**Work required:** Please copy every line below that contains the string "flower".

[Spatial localization data]
━━━━━━━━━━━━━━━━
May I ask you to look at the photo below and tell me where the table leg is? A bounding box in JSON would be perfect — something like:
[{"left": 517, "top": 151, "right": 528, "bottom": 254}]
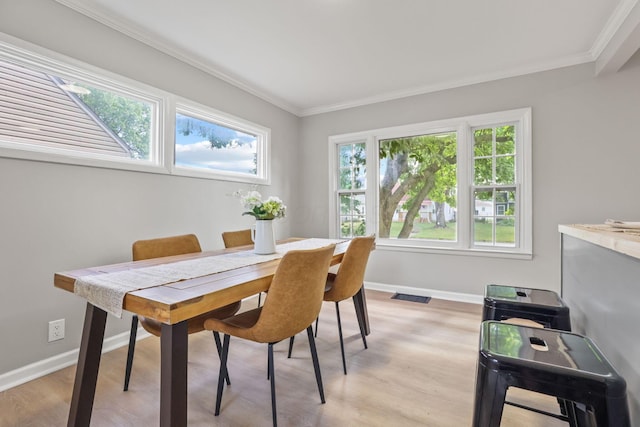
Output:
[
  {"left": 160, "top": 321, "right": 188, "bottom": 427},
  {"left": 67, "top": 302, "right": 107, "bottom": 427},
  {"left": 352, "top": 286, "right": 370, "bottom": 336}
]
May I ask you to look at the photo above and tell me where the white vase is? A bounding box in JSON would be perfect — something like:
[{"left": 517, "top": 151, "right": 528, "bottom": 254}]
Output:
[{"left": 251, "top": 219, "right": 276, "bottom": 254}]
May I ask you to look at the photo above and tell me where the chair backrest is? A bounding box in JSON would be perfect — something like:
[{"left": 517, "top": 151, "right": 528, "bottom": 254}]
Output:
[
  {"left": 221, "top": 229, "right": 253, "bottom": 248},
  {"left": 324, "top": 235, "right": 375, "bottom": 301},
  {"left": 132, "top": 234, "right": 202, "bottom": 261},
  {"left": 250, "top": 244, "right": 336, "bottom": 343}
]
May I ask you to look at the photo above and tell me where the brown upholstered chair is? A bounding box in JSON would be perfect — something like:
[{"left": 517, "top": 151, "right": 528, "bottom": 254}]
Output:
[
  {"left": 289, "top": 235, "right": 375, "bottom": 374},
  {"left": 123, "top": 234, "right": 242, "bottom": 391},
  {"left": 221, "top": 229, "right": 253, "bottom": 248},
  {"left": 204, "top": 244, "right": 336, "bottom": 427}
]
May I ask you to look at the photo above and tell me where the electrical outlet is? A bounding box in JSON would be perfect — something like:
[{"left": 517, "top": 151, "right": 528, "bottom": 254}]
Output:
[{"left": 48, "top": 319, "right": 65, "bottom": 342}]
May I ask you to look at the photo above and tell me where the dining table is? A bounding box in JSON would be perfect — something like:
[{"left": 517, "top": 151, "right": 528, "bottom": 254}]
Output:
[{"left": 54, "top": 237, "right": 370, "bottom": 427}]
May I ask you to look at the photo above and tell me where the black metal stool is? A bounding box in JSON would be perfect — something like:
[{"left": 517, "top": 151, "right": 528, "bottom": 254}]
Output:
[
  {"left": 483, "top": 284, "right": 571, "bottom": 331},
  {"left": 473, "top": 321, "right": 630, "bottom": 427}
]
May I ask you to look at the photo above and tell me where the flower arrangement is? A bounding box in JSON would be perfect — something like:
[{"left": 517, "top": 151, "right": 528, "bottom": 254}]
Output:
[{"left": 235, "top": 190, "right": 286, "bottom": 220}]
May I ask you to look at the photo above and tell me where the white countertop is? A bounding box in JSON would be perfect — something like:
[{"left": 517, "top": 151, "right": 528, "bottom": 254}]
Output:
[{"left": 559, "top": 224, "right": 640, "bottom": 260}]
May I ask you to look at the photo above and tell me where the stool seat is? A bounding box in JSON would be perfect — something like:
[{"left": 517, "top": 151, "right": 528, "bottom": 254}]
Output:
[
  {"left": 483, "top": 284, "right": 571, "bottom": 331},
  {"left": 473, "top": 321, "right": 630, "bottom": 427}
]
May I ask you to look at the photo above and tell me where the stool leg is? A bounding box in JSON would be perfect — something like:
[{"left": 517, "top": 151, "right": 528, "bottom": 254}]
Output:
[
  {"left": 563, "top": 400, "right": 579, "bottom": 427},
  {"left": 473, "top": 363, "right": 508, "bottom": 427}
]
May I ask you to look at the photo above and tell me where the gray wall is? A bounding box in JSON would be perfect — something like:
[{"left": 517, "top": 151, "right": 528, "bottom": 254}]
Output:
[
  {"left": 295, "top": 54, "right": 640, "bottom": 297},
  {"left": 0, "top": 0, "right": 299, "bottom": 375}
]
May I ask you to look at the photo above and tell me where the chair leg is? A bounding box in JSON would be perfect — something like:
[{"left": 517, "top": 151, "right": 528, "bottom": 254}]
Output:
[
  {"left": 314, "top": 316, "right": 319, "bottom": 337},
  {"left": 356, "top": 309, "right": 368, "bottom": 350},
  {"left": 287, "top": 335, "right": 295, "bottom": 359},
  {"left": 352, "top": 286, "right": 371, "bottom": 336},
  {"left": 335, "top": 302, "right": 347, "bottom": 375},
  {"left": 306, "top": 325, "right": 326, "bottom": 404},
  {"left": 215, "top": 334, "right": 231, "bottom": 416},
  {"left": 268, "top": 343, "right": 278, "bottom": 427},
  {"left": 123, "top": 314, "right": 138, "bottom": 391},
  {"left": 258, "top": 292, "right": 262, "bottom": 307},
  {"left": 213, "top": 331, "right": 231, "bottom": 385}
]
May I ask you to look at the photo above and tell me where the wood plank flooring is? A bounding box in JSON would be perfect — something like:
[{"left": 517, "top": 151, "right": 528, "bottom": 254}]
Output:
[{"left": 0, "top": 290, "right": 567, "bottom": 426}]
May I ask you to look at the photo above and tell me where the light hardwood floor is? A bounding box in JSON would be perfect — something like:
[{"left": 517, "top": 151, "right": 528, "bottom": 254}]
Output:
[{"left": 0, "top": 290, "right": 567, "bottom": 426}]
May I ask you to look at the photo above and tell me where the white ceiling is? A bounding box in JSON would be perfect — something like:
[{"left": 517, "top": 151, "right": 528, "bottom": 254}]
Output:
[{"left": 56, "top": 0, "right": 640, "bottom": 116}]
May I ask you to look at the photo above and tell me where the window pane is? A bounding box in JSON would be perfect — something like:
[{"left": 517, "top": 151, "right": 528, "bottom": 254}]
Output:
[
  {"left": 0, "top": 59, "right": 153, "bottom": 161},
  {"left": 474, "top": 190, "right": 493, "bottom": 217},
  {"left": 175, "top": 113, "right": 258, "bottom": 175},
  {"left": 495, "top": 125, "right": 515, "bottom": 155},
  {"left": 474, "top": 158, "right": 492, "bottom": 185},
  {"left": 474, "top": 216, "right": 494, "bottom": 245},
  {"left": 340, "top": 194, "right": 352, "bottom": 215},
  {"left": 338, "top": 142, "right": 366, "bottom": 190},
  {"left": 340, "top": 216, "right": 353, "bottom": 238},
  {"left": 339, "top": 192, "right": 366, "bottom": 237},
  {"left": 379, "top": 132, "right": 457, "bottom": 241},
  {"left": 353, "top": 216, "right": 367, "bottom": 236},
  {"left": 339, "top": 145, "right": 352, "bottom": 168},
  {"left": 474, "top": 188, "right": 517, "bottom": 247},
  {"left": 496, "top": 217, "right": 516, "bottom": 245},
  {"left": 340, "top": 168, "right": 353, "bottom": 190},
  {"left": 339, "top": 193, "right": 366, "bottom": 216},
  {"left": 496, "top": 190, "right": 516, "bottom": 216},
  {"left": 495, "top": 155, "right": 515, "bottom": 184},
  {"left": 473, "top": 129, "right": 492, "bottom": 157}
]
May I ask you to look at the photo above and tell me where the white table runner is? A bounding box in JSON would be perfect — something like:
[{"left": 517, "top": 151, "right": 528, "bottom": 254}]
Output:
[{"left": 74, "top": 238, "right": 345, "bottom": 317}]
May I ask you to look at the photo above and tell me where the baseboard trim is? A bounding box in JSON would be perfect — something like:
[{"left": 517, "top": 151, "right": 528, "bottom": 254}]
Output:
[
  {"left": 0, "top": 328, "right": 150, "bottom": 392},
  {"left": 365, "top": 281, "right": 483, "bottom": 305}
]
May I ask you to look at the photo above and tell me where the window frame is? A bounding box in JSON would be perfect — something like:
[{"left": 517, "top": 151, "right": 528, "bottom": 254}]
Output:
[
  {"left": 0, "top": 35, "right": 271, "bottom": 185},
  {"left": 328, "top": 108, "right": 532, "bottom": 259},
  {"left": 171, "top": 100, "right": 270, "bottom": 184},
  {"left": 335, "top": 141, "right": 368, "bottom": 238}
]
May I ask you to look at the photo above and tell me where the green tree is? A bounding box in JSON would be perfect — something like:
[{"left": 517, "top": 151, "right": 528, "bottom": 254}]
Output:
[
  {"left": 379, "top": 133, "right": 457, "bottom": 238},
  {"left": 472, "top": 125, "right": 515, "bottom": 186},
  {"left": 378, "top": 125, "right": 516, "bottom": 240},
  {"left": 78, "top": 90, "right": 151, "bottom": 159}
]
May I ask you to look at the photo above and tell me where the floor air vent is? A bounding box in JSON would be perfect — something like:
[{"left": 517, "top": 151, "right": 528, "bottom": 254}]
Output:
[{"left": 391, "top": 293, "right": 431, "bottom": 304}]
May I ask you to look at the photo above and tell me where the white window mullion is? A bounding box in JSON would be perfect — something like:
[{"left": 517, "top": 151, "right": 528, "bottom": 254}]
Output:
[
  {"left": 366, "top": 135, "right": 377, "bottom": 237},
  {"left": 457, "top": 123, "right": 471, "bottom": 250},
  {"left": 163, "top": 96, "right": 175, "bottom": 174}
]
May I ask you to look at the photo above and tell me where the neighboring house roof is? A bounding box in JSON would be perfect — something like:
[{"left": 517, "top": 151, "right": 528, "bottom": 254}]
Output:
[{"left": 0, "top": 60, "right": 132, "bottom": 157}]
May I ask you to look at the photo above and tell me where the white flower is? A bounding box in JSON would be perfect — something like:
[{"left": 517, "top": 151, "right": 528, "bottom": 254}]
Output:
[{"left": 234, "top": 190, "right": 286, "bottom": 220}]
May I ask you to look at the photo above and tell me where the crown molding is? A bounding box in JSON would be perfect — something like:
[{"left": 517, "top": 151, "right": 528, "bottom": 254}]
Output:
[
  {"left": 54, "top": 0, "right": 629, "bottom": 118},
  {"left": 592, "top": 0, "right": 640, "bottom": 75},
  {"left": 299, "top": 52, "right": 593, "bottom": 117},
  {"left": 590, "top": 0, "right": 639, "bottom": 59}
]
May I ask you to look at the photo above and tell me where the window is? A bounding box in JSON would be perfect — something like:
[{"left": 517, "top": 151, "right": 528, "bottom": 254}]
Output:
[
  {"left": 0, "top": 56, "right": 157, "bottom": 164},
  {"left": 174, "top": 103, "right": 269, "bottom": 183},
  {"left": 337, "top": 142, "right": 367, "bottom": 237},
  {"left": 329, "top": 108, "right": 532, "bottom": 257},
  {"left": 0, "top": 37, "right": 270, "bottom": 184}
]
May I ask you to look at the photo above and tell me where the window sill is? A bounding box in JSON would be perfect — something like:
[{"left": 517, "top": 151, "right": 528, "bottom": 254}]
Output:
[{"left": 375, "top": 241, "right": 533, "bottom": 260}]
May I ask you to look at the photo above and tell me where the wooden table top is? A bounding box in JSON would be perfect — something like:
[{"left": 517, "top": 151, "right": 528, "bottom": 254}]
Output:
[{"left": 54, "top": 239, "right": 350, "bottom": 324}]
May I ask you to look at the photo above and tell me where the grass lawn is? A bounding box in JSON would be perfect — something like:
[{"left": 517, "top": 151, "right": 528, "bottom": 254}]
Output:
[{"left": 389, "top": 221, "right": 515, "bottom": 243}]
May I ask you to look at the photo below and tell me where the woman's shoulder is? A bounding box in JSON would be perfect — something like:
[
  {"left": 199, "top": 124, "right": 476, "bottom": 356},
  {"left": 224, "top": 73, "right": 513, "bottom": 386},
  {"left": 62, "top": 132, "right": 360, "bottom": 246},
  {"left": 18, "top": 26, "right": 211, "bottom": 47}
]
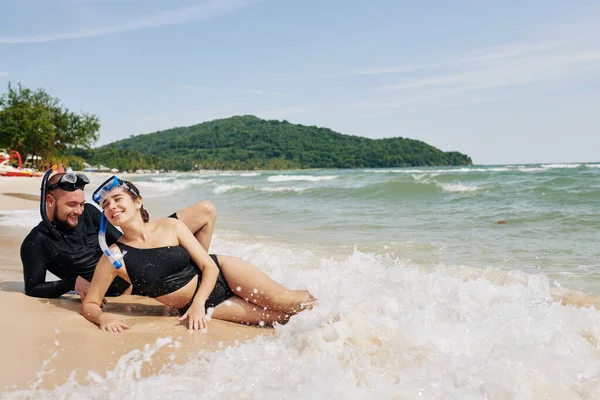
━━━━━━━━━━━━━━━━
**Problem solution:**
May I ask you to look at the photo above and tell me where the flower arrangement is? A bounding box in JSON would be perfect — something like:
May I ask you to look at the photo above and tell me where the white flower is? A bounding box in JSON would be perfect — something like:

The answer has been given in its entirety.